WHAT YOU SHOULD DO. Please output the entries below from the line that contains "Put a marker on each instance of the mountain bike" through the final line, reproduced exactly and alone.
BEGIN RECORD SET
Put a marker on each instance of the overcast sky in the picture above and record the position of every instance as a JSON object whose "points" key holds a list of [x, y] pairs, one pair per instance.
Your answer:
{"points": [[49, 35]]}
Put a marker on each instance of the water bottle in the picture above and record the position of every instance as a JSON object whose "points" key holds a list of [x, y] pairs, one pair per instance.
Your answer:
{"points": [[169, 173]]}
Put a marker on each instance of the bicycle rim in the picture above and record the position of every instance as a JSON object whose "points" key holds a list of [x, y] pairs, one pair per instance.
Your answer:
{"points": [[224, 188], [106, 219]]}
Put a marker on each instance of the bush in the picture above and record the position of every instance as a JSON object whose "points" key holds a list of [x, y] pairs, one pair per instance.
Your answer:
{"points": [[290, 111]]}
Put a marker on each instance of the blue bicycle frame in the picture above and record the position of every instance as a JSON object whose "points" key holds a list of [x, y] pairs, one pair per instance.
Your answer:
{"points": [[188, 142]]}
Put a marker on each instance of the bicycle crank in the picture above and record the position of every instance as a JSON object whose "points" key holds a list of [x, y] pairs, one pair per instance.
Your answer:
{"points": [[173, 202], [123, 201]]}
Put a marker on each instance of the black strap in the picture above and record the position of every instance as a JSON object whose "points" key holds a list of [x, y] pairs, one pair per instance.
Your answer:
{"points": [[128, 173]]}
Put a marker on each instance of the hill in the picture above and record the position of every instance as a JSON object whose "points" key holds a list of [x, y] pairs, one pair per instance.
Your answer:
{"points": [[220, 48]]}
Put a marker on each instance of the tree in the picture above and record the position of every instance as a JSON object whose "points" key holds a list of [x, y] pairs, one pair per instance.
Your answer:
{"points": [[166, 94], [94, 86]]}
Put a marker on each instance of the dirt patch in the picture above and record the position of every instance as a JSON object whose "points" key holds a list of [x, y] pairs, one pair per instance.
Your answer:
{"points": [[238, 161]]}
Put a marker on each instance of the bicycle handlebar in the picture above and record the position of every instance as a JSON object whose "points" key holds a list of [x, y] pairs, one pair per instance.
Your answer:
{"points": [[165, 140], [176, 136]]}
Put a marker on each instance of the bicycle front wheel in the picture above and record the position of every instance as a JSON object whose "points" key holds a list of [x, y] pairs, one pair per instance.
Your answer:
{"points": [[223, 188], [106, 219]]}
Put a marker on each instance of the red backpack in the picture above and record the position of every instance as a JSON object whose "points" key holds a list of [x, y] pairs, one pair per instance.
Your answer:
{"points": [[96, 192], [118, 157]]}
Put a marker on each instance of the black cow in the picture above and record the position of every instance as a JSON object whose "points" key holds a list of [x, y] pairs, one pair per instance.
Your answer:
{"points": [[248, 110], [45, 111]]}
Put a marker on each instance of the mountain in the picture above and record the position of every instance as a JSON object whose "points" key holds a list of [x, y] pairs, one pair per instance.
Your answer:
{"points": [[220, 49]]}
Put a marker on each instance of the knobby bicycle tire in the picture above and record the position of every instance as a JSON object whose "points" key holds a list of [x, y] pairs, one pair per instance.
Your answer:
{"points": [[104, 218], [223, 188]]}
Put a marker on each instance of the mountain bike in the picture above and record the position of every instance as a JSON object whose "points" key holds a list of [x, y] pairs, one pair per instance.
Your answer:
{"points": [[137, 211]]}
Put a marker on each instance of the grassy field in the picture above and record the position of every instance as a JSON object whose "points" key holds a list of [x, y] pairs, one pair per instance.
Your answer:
END RECORD SET
EXERCISE ANSWER.
Put a marker on each instance of the mountain bike in the picture above and record the position of every instance as a JSON object whose "points" key holds a list of [x, y] pairs, one pair per instance.
Your answer:
{"points": [[137, 211]]}
Put a marker on each instance of the grassy field in the picture above and record the position of every instance as a JSON object whose "points" key holds a list of [x, y] pairs, one pair per instance.
Your answer:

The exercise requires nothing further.